> [Your goal]: All of the data below is to be output exactly as written.

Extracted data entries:
::::

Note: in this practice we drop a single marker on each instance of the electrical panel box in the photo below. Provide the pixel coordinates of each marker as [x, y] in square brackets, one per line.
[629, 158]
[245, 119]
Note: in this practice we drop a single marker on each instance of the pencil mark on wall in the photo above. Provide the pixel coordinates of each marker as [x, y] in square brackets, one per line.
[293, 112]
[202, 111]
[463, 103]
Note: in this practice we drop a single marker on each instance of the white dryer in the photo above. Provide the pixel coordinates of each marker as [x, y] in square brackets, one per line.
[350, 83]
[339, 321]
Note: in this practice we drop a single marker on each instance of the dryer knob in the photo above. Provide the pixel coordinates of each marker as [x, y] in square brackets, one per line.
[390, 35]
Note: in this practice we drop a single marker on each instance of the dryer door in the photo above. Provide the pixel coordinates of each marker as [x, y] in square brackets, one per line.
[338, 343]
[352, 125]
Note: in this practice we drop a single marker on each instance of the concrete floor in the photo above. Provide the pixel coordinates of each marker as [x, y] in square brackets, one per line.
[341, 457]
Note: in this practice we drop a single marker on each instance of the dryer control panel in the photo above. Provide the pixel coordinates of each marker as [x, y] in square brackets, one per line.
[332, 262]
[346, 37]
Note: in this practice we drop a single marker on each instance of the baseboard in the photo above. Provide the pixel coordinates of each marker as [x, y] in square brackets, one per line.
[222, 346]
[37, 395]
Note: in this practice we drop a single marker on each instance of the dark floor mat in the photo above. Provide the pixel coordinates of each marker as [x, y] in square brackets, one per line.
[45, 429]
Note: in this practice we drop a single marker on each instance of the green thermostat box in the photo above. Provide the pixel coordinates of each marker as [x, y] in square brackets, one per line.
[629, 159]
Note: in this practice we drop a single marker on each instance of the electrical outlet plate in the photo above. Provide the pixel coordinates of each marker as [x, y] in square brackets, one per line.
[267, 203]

::::

> [Your response]:
Note: in this practice we drop a single marker on each instance of the electrical panel box in the photo below. Provide the pixel coordinates of each marker as [x, y] in square brackets, one per line.
[629, 158]
[245, 119]
Note: in this practice we drop a single marker on each instance of the pencil mark on wall in the photo above. Provide the pixel coordinates of each marker as [x, y] in square brackets, one per line.
[293, 112]
[202, 111]
[463, 103]
Note: in this practice we drop a single marker on each instance of the white dryer in the photo above. Provide the pixel coordinates of each marker as [x, y] in square brackets, one per line.
[350, 83]
[339, 321]
Note: in this practice we drop a single marker on each instance of the dryer knob in the photo above. Provide the pixel coordinates of each marker as [x, y] in square brackets, one per line.
[390, 35]
Note: in this practice we drop a single marker on each instance of the dryer door in the photo above. Provide the pixel coordinates of each marker as [x, y] in square brackets, one per line.
[338, 343]
[352, 125]
Note: in this practice we drop a single marker on each instance of the concrete floor in the photo above. Provide the pixel coordinates of each marker as [x, y] in square brackets, one per line.
[341, 457]
Note: in this practice we drop a single marker on each instance of the dryer control panel in the photo above. Provide the pixel coordinates of each marker as [x, y] in square brackets, one per line.
[332, 262]
[346, 37]
Note: in this practice we drop a single marker on each instance of the baseboard in the photo above. Provide the pixel coordinates of each marker as [x, y] in square brackets, one per line.
[222, 346]
[37, 395]
Note: in this practice we drop a single marker on each instance of the dark floor mat in the photo above. Provide the pixel coordinates of each marker as [x, y] in square brackets, one per line.
[45, 429]
Note: in this practice we drop a single marker on each instance of the green thermostat box in the photo above. Provide the pixel coordinates of each marker as [x, y] in square brackets, one per line.
[629, 159]
Note: in this practice we drop a single marker on each instance of the electrical outlet plate in the photo above. Provide the pixel coordinates of each marker as [x, y] in square brackets, one per line.
[267, 203]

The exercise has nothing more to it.